**DO THIS:** Collect every line below that contains the word "above", and copy each one in full.

* * * *

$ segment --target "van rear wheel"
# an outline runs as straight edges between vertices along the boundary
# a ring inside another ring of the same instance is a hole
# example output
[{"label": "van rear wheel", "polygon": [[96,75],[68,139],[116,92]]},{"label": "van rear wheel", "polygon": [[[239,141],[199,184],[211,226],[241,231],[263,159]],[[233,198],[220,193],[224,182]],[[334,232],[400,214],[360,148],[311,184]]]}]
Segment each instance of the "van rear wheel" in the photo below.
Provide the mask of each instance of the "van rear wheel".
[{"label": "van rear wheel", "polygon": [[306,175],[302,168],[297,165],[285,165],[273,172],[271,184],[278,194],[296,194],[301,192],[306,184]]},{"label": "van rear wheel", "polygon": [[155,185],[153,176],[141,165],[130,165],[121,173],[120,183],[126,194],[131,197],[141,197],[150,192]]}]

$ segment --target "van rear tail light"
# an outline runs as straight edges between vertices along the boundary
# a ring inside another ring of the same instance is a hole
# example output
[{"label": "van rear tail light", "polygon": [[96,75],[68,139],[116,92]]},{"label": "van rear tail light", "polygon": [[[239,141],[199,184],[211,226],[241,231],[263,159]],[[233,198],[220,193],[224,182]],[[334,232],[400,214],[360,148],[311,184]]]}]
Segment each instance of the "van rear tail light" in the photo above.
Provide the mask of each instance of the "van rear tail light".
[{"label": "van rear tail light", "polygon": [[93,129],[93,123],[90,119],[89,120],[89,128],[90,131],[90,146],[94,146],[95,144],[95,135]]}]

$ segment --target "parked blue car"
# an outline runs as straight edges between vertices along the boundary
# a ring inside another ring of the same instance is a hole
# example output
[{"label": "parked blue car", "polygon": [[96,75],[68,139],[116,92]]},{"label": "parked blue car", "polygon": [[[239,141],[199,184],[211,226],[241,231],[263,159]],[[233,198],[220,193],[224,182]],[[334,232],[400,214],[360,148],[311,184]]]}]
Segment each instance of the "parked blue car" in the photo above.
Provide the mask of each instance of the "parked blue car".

* * * *

**ANSWER FOR THIS EXERCISE:**
Segment each instance of the "van rear tail light" in the photo above.
Segment each instance of the "parked blue car" in the photo above.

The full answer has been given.